**Extracted data entries**
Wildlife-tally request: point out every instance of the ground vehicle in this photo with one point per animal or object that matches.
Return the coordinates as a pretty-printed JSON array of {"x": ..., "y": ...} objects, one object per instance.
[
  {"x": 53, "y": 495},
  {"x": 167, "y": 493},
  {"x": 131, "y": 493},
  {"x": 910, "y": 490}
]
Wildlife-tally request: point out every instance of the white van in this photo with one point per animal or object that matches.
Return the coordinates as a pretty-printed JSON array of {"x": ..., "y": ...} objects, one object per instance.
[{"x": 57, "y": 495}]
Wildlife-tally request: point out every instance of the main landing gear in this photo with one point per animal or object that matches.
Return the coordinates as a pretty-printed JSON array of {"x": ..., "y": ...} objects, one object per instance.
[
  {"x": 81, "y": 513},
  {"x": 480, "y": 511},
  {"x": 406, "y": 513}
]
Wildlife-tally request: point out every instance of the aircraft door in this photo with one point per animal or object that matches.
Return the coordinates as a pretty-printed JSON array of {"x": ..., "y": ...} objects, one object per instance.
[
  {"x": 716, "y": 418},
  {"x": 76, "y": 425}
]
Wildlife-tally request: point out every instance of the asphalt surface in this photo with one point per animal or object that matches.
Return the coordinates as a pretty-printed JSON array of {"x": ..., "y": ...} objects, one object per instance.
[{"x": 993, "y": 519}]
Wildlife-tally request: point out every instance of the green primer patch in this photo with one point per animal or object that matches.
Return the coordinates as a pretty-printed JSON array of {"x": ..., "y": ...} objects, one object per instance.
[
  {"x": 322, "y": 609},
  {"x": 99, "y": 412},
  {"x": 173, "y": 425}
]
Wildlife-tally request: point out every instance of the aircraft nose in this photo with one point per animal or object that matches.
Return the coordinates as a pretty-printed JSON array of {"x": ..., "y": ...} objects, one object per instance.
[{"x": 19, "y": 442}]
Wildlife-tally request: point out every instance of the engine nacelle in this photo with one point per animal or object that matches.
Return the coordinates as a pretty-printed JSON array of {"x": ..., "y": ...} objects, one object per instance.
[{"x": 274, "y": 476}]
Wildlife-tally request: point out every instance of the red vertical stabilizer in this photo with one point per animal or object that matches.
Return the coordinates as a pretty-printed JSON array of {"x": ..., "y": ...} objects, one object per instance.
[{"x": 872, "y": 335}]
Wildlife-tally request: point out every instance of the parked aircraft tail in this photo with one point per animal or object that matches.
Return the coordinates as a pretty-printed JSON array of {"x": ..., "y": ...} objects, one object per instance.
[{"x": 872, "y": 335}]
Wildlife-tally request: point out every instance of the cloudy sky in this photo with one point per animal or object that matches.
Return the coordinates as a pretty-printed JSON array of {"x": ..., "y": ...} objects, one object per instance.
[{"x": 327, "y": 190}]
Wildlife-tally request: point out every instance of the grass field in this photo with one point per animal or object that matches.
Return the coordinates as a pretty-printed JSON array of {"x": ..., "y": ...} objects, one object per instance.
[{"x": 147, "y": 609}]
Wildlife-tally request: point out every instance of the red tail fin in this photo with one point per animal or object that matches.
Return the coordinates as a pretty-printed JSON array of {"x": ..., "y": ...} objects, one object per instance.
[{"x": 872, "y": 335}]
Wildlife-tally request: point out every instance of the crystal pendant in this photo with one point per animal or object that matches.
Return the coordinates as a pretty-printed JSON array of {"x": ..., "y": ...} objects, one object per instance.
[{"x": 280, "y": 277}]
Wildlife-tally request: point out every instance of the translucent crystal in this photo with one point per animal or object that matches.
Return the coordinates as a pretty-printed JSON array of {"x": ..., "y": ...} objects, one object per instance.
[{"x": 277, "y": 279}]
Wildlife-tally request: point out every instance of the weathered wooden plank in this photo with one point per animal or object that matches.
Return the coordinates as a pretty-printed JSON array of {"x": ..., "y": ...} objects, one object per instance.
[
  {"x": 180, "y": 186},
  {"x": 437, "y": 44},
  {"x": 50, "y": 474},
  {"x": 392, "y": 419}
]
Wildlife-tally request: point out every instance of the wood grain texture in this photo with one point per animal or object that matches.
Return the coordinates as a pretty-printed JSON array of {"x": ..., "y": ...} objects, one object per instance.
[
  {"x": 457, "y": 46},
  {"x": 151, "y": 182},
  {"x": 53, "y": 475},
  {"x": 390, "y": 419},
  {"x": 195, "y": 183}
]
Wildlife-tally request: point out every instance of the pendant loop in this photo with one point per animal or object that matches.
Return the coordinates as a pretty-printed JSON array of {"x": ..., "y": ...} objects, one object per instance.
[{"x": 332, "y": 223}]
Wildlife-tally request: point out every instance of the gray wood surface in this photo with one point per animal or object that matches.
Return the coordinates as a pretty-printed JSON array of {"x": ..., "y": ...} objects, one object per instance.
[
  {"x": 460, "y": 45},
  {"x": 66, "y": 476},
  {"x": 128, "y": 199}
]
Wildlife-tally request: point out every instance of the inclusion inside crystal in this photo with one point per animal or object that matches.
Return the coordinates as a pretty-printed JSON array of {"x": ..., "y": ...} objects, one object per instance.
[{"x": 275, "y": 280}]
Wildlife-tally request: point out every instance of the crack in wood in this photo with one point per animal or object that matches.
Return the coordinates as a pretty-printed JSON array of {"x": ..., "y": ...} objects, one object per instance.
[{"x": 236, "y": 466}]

**TASK BRIEF**
The required answer is each line of the entries containing the string "pendant".

**RESULT OF THE EXERCISE**
Wildlife-tally request: point out every instance of the crystal pendant in this photo with one point per animal or object that matches.
Wildlife-tally request: point out every instance of the pendant loop in this photo with one point per animal or object that matches.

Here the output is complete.